- TRY IT
Restate word for word every line from the one containing "Give the innermost point of each instance of the thigh, as" to the last line of the records below.

[SUPPLIED DATA — start]

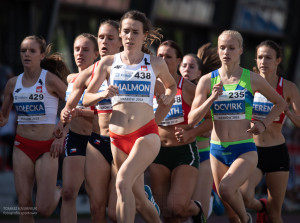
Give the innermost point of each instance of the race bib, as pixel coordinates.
(30, 106)
(175, 115)
(230, 106)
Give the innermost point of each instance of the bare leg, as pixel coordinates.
(97, 177)
(276, 184)
(48, 195)
(203, 188)
(131, 168)
(23, 168)
(73, 176)
(230, 181)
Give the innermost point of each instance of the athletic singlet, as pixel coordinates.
(69, 90)
(179, 111)
(262, 107)
(103, 106)
(135, 82)
(236, 101)
(34, 105)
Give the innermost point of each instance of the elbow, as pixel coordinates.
(191, 121)
(85, 102)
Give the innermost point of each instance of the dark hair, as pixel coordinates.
(52, 62)
(113, 23)
(198, 60)
(210, 58)
(273, 45)
(175, 46)
(152, 33)
(91, 37)
(110, 22)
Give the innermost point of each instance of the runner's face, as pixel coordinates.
(169, 55)
(84, 52)
(229, 49)
(109, 42)
(189, 68)
(30, 53)
(266, 60)
(132, 34)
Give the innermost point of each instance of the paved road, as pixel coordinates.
(287, 218)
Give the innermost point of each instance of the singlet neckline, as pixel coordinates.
(232, 86)
(131, 65)
(34, 83)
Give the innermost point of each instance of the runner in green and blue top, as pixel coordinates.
(191, 69)
(228, 92)
(273, 156)
(174, 172)
(99, 172)
(85, 53)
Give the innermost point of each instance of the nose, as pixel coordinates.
(129, 35)
(105, 39)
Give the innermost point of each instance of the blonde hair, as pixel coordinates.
(235, 34)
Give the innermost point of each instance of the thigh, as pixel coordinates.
(97, 174)
(23, 169)
(46, 169)
(183, 183)
(240, 170)
(73, 172)
(160, 179)
(276, 184)
(141, 156)
(204, 183)
(248, 188)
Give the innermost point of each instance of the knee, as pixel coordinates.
(69, 194)
(97, 211)
(43, 211)
(112, 214)
(247, 198)
(225, 190)
(176, 209)
(123, 186)
(274, 214)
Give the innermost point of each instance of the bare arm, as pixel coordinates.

[SUPPLIED DATA — finish]

- SOLUTION TO THE EXERCISE
Give the innermost point of each instance of the thigh, as pixel coordinates.
(97, 174)
(23, 169)
(46, 169)
(183, 183)
(240, 170)
(73, 172)
(160, 179)
(276, 184)
(141, 156)
(204, 183)
(248, 188)
Give the innermost point of each instance of the knee, as pixel coordinates.
(69, 194)
(97, 211)
(43, 211)
(112, 214)
(247, 198)
(225, 190)
(176, 209)
(123, 186)
(274, 214)
Give the innermost point of each instance of the bare arm, as pixel coordinates.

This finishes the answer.